| Given exercise |
Copy word for word the rows from the line with "Objective — locate every instance of the dark" through the end of the rows.

Records from a point labeling set:
= = =
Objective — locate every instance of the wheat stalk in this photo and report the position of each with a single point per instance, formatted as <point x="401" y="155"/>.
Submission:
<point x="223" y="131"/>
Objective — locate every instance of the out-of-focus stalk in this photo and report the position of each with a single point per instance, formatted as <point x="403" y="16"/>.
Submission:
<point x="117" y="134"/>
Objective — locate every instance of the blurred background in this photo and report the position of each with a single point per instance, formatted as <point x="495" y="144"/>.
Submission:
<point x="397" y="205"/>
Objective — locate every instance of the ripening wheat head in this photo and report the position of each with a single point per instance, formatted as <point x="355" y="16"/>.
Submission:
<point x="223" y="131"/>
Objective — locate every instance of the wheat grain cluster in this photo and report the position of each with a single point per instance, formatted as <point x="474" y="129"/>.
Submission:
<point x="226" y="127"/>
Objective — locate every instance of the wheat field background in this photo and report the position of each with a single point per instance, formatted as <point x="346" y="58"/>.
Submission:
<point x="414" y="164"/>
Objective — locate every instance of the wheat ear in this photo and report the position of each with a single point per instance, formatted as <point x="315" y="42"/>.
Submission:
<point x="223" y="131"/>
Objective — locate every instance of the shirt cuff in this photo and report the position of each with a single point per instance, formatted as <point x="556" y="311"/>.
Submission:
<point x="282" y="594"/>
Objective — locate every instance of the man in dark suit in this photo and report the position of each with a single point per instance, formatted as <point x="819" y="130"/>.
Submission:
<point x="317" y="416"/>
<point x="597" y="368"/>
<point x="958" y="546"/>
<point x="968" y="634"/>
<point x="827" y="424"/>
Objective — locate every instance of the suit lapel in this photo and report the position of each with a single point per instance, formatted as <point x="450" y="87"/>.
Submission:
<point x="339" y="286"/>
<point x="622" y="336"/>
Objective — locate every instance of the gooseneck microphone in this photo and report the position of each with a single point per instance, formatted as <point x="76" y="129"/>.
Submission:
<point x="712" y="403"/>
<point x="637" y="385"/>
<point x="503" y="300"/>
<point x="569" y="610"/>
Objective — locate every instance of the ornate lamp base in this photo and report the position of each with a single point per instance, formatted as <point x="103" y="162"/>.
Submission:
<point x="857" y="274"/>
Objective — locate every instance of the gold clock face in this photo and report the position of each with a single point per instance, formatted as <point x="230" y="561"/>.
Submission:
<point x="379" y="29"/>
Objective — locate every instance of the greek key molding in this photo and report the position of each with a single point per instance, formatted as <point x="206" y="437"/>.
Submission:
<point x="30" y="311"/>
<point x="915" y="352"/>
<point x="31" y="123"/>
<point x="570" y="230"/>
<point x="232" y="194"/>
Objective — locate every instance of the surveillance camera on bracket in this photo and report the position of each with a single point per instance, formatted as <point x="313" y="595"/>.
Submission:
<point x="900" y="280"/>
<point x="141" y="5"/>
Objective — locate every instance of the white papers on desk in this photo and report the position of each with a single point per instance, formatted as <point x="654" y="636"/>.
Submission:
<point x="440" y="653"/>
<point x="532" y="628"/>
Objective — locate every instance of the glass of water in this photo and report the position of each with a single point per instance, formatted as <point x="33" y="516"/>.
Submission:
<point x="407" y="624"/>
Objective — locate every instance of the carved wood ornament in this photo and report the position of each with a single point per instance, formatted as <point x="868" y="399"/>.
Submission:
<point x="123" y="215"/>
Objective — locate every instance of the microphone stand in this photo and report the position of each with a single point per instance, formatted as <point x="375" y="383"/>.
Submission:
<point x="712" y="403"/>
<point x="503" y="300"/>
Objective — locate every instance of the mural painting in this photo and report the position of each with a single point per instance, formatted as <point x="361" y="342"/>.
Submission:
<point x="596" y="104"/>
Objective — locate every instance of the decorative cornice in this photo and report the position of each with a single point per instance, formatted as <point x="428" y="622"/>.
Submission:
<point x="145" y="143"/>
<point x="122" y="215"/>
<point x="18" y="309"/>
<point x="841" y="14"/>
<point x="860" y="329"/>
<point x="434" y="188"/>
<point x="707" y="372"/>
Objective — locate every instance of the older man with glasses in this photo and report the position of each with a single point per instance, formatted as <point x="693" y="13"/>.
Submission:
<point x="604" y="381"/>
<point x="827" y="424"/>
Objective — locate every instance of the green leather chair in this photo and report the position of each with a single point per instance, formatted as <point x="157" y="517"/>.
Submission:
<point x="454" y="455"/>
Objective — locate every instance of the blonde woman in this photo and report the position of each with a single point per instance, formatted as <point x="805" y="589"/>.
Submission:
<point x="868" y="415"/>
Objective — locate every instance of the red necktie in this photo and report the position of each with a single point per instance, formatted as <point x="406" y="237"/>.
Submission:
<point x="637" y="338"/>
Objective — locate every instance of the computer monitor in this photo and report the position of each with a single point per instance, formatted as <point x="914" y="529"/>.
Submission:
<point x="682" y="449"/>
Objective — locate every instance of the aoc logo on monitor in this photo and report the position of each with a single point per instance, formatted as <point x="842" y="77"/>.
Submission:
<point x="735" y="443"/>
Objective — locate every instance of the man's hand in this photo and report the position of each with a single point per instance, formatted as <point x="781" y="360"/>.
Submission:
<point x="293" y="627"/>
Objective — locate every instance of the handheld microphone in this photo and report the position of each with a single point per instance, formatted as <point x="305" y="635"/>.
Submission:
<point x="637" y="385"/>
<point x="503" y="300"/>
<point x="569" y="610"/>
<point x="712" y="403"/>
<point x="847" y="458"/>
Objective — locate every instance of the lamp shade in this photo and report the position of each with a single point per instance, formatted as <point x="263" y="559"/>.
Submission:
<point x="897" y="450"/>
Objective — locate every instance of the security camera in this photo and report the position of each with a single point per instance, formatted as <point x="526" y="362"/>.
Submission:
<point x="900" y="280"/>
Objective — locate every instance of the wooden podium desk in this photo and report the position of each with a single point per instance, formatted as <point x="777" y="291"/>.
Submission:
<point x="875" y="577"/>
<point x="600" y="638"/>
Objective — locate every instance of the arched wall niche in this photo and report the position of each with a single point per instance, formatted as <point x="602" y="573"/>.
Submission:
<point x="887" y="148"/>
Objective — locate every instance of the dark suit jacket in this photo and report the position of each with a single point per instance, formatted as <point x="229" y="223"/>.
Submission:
= = =
| Solution for this task |
Objective — locate every instance of the dark suit jacket in this photo and report the position of each with a single point per instance, formatted as <point x="229" y="223"/>.
Submission:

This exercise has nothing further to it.